A few doors down in the North Suffolk neighborhood, Matt Ramsey and his wife were paying about $650 every two months this summer.

“In the summertime, they were pretty ridiculous,” Ramsey said of the bills. “I came from an apartment, so I knew it would be higher, but not that much higher.”

After Michael Boyle wrote a letter of complaint to the city, the Department of Public Utilities investigated the complaints and concluded the high bills were a result of the irrigation systems installed in most of the yards.

“We were told we had to water our sod,” Stephanie Boyle said.

She and her husband watered their lawn 20 minutes a day every day during their first months there, she said. However, they cut back after the first water bill.

A second shock came, however, with the second bill. It was only about $100 less than the first.

“We had another heart attack,” Boyle said. “It was insanity. Who has that money?”

○ ○ ○ ○ ○

- **SET PROBLEM 1**
Please reproduce the water bills article word for word, from "After Michael Boyle" to "than the first.".
- **SET PROBLEM 2**
Carry the water bills article forward, picking up after its final line.

- **EXTRACTED ENTRIES**
○ ○ ○ ○ ○

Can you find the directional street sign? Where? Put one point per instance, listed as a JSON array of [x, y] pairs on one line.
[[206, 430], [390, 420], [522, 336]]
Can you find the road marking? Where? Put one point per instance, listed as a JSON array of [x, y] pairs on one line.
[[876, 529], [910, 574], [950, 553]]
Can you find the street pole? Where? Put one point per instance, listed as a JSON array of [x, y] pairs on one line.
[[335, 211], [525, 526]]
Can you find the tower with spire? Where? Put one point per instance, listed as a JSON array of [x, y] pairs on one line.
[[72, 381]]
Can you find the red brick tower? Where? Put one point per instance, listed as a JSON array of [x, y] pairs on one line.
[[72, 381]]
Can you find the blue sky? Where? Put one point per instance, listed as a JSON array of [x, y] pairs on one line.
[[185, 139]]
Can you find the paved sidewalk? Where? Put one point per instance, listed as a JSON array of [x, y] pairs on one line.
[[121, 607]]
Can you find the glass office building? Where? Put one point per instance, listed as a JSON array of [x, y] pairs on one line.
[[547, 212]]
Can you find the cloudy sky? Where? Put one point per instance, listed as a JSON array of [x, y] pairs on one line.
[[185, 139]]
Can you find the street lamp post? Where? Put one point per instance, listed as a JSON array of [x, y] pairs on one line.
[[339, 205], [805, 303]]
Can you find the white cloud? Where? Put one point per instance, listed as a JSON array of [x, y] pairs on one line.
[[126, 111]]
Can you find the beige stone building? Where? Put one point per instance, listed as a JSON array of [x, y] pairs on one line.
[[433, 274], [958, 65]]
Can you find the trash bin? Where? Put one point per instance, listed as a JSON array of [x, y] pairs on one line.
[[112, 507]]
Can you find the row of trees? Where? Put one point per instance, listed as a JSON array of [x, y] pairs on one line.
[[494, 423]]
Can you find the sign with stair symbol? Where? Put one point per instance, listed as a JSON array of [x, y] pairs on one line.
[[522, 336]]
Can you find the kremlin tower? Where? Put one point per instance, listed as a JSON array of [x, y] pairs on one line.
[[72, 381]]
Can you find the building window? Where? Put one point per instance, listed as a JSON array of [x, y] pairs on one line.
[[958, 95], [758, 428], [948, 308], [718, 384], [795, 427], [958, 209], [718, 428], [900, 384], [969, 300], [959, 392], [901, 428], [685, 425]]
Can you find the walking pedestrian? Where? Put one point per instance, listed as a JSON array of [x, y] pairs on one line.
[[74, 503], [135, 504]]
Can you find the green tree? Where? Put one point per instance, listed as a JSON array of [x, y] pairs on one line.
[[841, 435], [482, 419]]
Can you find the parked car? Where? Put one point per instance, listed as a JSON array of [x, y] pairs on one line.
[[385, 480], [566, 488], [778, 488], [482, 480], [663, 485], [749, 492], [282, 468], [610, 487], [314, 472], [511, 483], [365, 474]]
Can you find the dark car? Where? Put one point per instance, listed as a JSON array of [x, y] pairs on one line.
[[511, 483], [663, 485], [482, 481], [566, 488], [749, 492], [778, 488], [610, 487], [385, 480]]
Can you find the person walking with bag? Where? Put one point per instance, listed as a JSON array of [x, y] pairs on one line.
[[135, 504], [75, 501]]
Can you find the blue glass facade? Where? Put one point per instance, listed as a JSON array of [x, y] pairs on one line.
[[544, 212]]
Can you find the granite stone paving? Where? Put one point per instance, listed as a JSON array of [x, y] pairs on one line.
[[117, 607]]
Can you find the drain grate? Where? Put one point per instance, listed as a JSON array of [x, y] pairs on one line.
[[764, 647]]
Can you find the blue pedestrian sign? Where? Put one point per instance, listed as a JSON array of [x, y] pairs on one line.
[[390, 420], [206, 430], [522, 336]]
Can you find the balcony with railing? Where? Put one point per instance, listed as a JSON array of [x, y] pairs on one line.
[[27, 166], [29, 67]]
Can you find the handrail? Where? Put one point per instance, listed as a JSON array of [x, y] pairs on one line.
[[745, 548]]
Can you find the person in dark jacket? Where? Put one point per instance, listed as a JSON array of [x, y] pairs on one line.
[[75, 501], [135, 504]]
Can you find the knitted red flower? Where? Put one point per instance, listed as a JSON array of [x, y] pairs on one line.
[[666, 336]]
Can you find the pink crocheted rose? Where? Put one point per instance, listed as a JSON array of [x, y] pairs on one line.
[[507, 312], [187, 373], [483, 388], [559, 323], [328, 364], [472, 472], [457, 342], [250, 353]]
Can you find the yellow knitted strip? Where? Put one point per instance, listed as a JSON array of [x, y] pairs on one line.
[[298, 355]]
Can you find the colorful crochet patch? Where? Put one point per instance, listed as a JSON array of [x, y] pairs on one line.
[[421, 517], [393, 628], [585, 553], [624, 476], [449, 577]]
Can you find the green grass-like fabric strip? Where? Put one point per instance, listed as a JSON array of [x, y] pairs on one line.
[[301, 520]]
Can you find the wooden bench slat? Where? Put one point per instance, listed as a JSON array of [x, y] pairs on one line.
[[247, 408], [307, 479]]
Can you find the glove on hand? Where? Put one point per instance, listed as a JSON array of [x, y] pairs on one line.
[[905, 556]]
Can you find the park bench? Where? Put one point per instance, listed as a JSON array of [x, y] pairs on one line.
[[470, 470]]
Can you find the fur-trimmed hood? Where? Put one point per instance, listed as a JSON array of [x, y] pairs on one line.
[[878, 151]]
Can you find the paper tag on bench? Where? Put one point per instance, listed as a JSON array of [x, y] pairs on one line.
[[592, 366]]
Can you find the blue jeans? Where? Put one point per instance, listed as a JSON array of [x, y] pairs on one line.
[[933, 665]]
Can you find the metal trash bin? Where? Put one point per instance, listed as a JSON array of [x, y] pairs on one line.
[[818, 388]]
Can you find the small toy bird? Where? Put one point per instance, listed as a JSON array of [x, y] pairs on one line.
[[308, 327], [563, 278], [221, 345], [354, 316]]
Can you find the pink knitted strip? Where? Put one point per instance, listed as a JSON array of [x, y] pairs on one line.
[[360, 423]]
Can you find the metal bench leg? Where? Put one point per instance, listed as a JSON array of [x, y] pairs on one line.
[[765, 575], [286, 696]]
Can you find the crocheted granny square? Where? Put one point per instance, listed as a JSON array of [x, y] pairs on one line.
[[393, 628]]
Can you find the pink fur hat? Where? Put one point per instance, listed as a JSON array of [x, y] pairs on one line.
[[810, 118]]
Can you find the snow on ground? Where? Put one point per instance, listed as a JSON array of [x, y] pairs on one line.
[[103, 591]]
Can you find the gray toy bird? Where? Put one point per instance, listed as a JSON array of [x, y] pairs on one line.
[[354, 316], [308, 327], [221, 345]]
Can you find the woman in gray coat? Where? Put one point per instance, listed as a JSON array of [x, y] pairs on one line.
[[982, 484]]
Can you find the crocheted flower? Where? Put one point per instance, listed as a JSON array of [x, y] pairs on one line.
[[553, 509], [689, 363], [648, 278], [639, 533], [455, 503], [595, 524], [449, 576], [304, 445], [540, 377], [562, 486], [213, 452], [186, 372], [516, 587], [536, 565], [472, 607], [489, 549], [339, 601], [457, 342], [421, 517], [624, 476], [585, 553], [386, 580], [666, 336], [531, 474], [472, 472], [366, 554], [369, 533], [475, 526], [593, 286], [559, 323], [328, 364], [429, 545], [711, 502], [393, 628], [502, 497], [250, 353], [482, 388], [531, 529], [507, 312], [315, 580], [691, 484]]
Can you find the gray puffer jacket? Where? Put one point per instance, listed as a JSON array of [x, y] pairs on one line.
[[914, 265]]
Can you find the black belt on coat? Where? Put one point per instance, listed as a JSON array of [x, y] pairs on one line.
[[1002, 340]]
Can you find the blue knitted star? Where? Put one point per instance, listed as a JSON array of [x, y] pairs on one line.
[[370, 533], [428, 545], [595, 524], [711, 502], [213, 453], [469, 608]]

○ ○ ○ ○ ○

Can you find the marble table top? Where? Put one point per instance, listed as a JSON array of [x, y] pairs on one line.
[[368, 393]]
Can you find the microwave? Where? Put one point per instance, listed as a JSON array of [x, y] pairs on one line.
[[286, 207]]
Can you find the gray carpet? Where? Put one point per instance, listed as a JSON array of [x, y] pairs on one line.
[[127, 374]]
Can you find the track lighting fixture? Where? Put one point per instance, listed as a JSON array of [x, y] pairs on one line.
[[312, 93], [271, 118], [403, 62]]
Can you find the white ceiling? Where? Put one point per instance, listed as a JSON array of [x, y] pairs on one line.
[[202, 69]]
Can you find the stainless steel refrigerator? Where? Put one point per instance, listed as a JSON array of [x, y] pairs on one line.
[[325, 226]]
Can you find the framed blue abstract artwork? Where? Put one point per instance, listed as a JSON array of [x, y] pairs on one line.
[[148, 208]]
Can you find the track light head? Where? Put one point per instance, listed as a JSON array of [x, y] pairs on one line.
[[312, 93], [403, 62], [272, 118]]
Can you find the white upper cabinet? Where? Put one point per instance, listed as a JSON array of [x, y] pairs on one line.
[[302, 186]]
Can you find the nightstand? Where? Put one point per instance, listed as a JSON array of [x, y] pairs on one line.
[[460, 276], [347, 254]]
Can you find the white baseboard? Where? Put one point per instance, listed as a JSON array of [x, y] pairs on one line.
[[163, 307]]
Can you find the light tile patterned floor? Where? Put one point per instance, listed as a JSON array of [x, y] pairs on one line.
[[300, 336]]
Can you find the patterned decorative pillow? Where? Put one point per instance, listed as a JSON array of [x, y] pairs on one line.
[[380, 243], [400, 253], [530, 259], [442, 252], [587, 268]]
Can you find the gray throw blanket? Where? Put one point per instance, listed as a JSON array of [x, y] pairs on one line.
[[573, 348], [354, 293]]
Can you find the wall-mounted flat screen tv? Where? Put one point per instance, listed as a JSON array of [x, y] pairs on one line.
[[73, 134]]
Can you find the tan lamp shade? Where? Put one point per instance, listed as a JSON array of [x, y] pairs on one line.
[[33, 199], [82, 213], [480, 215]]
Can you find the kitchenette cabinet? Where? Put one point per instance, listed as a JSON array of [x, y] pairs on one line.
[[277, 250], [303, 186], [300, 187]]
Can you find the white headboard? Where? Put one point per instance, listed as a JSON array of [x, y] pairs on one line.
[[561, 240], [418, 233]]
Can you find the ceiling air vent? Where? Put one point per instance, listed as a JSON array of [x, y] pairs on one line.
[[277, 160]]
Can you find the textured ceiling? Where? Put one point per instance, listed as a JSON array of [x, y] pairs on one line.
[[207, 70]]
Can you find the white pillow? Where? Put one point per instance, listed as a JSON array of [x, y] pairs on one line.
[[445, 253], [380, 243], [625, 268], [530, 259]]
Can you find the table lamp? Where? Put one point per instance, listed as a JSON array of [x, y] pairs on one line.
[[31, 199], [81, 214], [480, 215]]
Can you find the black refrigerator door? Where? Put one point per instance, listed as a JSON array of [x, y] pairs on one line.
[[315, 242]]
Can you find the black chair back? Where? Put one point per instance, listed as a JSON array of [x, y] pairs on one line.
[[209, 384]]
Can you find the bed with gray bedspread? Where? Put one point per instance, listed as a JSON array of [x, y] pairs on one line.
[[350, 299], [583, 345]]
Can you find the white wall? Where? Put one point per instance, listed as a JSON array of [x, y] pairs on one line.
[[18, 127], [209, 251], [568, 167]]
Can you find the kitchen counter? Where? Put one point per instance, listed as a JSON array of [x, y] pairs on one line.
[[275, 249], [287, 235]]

○ ○ ○ ○ ○

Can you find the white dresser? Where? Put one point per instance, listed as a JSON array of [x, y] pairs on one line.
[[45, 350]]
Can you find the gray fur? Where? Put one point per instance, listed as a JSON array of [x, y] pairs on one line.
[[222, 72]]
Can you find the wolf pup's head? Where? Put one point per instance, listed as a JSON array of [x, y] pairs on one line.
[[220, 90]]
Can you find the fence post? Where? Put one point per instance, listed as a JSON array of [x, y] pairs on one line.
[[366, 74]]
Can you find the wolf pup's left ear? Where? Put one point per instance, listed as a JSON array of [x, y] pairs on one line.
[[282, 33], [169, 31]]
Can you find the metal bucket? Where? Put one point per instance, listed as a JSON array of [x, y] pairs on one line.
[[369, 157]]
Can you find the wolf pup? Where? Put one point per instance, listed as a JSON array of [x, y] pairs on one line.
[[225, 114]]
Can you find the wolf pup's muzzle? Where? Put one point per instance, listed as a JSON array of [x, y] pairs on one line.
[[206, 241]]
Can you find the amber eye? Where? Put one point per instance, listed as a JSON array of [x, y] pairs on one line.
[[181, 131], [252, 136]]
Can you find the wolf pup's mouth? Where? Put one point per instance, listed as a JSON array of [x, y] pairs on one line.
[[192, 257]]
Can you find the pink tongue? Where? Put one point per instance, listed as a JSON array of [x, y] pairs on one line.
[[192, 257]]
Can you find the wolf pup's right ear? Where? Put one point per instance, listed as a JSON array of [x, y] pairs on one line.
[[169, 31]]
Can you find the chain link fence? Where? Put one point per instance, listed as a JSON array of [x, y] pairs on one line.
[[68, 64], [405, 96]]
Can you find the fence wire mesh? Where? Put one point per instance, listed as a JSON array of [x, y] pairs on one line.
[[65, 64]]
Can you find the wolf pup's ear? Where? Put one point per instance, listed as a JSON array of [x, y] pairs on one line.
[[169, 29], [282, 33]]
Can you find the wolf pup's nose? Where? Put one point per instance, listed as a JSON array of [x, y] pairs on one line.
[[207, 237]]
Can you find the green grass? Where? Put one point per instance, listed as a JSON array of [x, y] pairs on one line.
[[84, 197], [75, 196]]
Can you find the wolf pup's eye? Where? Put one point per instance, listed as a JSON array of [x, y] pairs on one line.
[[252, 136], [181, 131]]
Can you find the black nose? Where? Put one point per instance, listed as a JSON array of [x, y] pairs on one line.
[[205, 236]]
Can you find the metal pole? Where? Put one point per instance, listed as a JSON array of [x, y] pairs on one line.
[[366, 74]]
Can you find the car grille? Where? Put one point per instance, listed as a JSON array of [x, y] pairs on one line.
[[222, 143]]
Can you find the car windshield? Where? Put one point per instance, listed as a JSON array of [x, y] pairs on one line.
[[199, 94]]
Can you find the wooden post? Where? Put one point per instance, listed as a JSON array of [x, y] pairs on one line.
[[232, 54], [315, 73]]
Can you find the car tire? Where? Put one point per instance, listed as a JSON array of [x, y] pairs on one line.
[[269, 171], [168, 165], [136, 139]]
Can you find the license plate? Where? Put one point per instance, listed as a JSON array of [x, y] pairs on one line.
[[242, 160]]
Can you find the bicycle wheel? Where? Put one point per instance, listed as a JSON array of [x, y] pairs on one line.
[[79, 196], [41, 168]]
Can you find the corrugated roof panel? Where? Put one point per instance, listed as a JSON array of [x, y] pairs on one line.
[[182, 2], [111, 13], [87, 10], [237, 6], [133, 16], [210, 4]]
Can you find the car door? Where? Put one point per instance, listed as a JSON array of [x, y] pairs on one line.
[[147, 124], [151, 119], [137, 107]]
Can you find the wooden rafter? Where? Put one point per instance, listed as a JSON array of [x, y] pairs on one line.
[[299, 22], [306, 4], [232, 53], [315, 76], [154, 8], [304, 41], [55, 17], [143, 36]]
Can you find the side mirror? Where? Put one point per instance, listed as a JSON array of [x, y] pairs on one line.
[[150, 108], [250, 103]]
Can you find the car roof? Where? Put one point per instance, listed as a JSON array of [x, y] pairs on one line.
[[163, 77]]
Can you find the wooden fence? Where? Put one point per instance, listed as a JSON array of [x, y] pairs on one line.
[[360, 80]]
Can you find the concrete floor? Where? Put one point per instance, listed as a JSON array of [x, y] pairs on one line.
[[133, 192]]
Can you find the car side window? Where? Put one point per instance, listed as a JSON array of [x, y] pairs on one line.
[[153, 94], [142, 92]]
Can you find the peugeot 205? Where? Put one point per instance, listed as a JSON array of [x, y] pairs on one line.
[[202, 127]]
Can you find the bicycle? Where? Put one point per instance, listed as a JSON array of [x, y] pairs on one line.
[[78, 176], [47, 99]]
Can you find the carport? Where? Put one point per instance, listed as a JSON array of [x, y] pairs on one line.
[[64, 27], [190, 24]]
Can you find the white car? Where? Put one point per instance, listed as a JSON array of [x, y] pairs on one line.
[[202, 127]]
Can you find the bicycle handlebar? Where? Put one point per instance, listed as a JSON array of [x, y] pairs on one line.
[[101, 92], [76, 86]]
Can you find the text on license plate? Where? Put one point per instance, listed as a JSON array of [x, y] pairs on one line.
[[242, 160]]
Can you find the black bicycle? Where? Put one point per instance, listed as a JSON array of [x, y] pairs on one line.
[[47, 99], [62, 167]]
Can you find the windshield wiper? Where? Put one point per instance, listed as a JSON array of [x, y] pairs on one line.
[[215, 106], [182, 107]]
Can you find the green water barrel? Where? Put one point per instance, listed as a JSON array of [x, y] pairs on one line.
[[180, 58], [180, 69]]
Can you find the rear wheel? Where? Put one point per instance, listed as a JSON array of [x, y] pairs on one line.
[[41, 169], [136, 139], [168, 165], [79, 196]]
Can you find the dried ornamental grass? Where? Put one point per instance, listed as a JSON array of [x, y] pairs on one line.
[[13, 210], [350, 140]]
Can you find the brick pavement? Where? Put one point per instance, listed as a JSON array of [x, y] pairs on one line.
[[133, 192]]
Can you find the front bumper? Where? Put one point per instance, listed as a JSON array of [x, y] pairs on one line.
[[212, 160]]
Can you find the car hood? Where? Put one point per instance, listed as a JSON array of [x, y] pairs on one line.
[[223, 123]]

○ ○ ○ ○ ○

- **REPLY 1**
After Michael Boyle wrote a letter of complaint to the city, the Department of Public Utilities investigated the complaints and concluded the high bills were a result of the irrigation systems installed in most of the yards.

“We were told we had to water our sod,” Stephanie Boyle said.

She and her husband watered their lawn 20 minutes a day every day during their first months there, she said. However, they cut back after the first water bill.

A second shock came, however, with the second bill. It was only about $100 less than the first.

- **REPLY 2**
Boyle began monitoring their usage intensely, checking the water meter in the morning and re-checking it after every water usage — doing laundry, drawing a bath for her son, even washing her hands. She tracked the meter readings on a spreadsheet.

She concluded the lawn watering and baths were definitely the highest usages of water. However, “all of those things just accumulate,” she said.

The Boyles have since begun turning off the water in the shower while they shampoo their hair. They don’t separate colors and whites when doing laundry. And when the water bill comes, they open it together so they can brace each other for the impact.

Michael Boyle showed up at this week’s City Council meeting with his concerns about the high bills. His speech included an anecdotal reference to the Pilot truck stop outside Richmond, where a shower costs only 50 cents. The average shower in a Suffolk home costs 61 cents, he concluded.

However, it doesn’t look like the Boyles, the Ramseys and their neighbors will be getting relief anytime soon. The water and sewer rates are set for the rest of the fiscal year, and as of last year, they were projected to rise again in the coming fiscal year.

The neighbors said they were told the water rates were so high because the utility department has debt from capital improvements. City code requires the utilities department to be self-sustaining in regards to its operating system but allows general funds to be used for capital improvements, including the debt service.